**What to produce:**
Copy the lines below verbatim, but only from the line containing "sign holder -> outlines, every instance" through the end of the data.

(Raw records)
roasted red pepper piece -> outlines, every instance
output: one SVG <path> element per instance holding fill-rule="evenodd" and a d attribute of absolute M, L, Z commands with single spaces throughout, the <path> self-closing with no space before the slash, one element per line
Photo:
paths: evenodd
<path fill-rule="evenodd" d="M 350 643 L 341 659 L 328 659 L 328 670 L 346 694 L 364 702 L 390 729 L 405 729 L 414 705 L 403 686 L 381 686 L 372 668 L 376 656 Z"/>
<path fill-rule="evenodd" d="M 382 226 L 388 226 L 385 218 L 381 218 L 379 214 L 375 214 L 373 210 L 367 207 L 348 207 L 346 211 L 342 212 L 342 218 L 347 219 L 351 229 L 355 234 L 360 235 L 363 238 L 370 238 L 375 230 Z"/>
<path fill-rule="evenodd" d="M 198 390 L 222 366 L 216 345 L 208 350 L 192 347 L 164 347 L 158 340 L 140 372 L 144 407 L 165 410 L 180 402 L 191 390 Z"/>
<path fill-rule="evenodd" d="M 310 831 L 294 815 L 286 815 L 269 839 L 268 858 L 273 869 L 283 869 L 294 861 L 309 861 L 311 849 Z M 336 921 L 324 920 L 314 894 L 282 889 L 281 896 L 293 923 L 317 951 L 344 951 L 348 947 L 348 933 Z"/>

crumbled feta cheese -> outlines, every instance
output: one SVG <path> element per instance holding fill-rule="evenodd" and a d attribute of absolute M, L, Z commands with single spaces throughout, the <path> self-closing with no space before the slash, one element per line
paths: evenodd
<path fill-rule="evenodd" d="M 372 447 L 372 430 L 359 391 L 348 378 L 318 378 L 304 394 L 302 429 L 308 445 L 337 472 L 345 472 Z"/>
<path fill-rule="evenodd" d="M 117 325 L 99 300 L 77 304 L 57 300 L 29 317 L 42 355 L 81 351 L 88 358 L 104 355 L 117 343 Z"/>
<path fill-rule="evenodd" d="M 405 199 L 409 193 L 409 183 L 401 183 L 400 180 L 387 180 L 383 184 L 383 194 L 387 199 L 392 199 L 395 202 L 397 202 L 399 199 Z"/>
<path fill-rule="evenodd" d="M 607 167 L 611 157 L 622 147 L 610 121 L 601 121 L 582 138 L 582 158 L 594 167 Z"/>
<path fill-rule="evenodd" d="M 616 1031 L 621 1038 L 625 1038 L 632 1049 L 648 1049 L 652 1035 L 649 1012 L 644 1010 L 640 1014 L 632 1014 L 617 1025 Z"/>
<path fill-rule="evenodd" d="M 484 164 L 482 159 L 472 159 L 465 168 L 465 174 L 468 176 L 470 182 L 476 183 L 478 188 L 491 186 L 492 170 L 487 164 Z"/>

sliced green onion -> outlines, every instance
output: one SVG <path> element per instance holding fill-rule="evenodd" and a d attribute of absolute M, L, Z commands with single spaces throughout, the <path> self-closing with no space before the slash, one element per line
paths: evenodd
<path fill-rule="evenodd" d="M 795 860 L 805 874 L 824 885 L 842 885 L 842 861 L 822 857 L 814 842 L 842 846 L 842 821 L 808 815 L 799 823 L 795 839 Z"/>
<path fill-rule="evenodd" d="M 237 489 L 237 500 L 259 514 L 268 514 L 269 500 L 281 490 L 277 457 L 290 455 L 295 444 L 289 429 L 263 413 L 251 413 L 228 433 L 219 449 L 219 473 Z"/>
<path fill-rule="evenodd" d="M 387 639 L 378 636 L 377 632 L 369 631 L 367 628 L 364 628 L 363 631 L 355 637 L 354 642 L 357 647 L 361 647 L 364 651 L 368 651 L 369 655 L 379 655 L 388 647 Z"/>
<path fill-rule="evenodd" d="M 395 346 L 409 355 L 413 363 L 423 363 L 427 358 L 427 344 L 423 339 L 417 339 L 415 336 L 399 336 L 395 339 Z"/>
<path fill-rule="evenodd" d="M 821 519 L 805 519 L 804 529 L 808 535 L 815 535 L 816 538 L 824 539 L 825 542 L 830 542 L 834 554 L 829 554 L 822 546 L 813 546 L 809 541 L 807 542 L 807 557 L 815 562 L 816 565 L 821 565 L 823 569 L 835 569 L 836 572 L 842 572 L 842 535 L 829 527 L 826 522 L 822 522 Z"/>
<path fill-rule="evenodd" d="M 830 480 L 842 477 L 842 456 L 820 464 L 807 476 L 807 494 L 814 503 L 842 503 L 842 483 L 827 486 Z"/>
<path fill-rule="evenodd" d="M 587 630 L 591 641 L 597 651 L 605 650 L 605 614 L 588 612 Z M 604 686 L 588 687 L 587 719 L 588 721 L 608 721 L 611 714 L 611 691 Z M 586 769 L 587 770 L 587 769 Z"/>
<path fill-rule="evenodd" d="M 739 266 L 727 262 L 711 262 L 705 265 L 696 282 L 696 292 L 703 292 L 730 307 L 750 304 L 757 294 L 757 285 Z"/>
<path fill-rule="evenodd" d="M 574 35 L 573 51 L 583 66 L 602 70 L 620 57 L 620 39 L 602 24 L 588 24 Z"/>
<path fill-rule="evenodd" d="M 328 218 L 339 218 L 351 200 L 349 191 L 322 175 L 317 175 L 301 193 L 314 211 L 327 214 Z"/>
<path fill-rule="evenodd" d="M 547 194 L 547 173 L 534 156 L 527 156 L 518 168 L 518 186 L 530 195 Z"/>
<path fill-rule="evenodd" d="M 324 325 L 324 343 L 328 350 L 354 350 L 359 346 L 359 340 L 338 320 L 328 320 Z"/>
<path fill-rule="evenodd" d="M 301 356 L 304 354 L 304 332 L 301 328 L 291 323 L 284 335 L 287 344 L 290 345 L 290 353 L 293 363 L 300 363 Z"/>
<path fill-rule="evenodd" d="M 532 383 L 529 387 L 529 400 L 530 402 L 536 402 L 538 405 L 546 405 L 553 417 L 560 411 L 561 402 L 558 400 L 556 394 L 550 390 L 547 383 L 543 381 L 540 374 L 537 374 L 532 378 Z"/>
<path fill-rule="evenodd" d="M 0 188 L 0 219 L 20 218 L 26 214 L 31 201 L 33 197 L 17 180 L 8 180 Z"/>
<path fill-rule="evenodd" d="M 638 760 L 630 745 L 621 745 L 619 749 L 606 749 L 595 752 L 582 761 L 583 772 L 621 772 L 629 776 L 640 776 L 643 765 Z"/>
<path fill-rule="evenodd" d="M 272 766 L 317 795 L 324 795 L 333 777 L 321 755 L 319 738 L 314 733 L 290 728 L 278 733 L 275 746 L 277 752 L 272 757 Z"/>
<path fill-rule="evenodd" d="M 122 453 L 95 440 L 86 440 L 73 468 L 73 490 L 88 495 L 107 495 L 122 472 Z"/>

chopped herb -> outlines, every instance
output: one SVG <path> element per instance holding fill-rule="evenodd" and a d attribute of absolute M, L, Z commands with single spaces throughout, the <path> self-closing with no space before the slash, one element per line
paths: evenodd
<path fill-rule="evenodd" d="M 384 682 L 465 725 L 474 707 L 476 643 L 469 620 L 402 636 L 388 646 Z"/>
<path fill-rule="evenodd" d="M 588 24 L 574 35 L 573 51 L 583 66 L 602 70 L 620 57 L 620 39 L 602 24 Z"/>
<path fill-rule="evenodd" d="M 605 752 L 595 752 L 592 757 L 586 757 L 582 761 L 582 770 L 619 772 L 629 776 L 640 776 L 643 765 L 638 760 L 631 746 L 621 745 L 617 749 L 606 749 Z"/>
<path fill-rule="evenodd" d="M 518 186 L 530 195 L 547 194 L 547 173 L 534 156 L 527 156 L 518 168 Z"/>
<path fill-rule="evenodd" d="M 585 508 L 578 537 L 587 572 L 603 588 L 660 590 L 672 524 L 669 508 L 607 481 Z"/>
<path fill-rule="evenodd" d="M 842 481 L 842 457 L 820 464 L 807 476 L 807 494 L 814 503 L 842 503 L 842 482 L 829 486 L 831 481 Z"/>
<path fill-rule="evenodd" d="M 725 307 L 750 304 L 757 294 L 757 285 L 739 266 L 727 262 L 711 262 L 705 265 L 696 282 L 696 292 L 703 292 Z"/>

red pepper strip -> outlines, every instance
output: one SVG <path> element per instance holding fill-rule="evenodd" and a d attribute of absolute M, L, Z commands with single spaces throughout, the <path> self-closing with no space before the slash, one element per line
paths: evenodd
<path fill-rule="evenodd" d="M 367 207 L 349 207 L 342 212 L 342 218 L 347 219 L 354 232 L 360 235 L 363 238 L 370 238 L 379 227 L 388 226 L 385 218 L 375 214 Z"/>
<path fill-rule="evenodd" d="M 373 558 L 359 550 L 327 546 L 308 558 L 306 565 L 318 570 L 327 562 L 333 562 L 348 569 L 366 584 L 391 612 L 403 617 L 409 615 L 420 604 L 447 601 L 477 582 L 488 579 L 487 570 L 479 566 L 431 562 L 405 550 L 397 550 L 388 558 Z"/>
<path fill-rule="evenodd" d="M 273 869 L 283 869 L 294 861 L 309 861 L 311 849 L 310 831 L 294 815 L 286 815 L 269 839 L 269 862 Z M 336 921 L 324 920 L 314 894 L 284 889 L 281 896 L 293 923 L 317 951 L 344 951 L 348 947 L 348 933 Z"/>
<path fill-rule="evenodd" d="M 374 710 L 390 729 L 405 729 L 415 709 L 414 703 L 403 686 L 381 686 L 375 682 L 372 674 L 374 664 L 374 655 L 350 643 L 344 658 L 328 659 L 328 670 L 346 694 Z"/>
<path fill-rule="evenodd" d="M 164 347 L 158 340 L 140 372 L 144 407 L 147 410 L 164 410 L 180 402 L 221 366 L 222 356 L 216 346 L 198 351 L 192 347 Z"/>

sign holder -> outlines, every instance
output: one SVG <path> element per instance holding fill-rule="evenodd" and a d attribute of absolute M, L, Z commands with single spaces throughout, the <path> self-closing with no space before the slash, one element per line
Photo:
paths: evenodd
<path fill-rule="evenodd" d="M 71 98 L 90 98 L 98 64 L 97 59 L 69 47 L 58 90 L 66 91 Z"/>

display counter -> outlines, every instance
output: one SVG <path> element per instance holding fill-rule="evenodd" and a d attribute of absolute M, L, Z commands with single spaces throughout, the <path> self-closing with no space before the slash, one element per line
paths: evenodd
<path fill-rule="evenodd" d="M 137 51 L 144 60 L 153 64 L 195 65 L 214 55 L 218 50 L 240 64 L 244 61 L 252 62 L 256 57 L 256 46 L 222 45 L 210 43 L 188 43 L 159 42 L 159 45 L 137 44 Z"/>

**Reply:**
sign holder -> outlines, every instance
output: one SVG <path> element per instance holding fill-rule="evenodd" and a d attribute of absolute M, L, Z commands with single spaces throughout, the <path> self-closing with no space before the slash, one element per line
Photo:
paths: evenodd
<path fill-rule="evenodd" d="M 71 98 L 90 98 L 98 64 L 97 59 L 69 47 L 58 90 L 66 91 Z"/>

display counter -> outlines, every instance
output: one SVG <path> element per instance holding fill-rule="evenodd" and a d attribute of absolute M, L, Z commands with single spaces throughout, the <path> self-closing with no space before the slash, one element per line
paths: evenodd
<path fill-rule="evenodd" d="M 137 51 L 144 60 L 153 64 L 195 65 L 214 55 L 218 50 L 240 64 L 244 61 L 252 62 L 256 57 L 256 46 L 222 45 L 210 43 L 188 43 L 159 42 L 159 45 L 137 44 Z"/>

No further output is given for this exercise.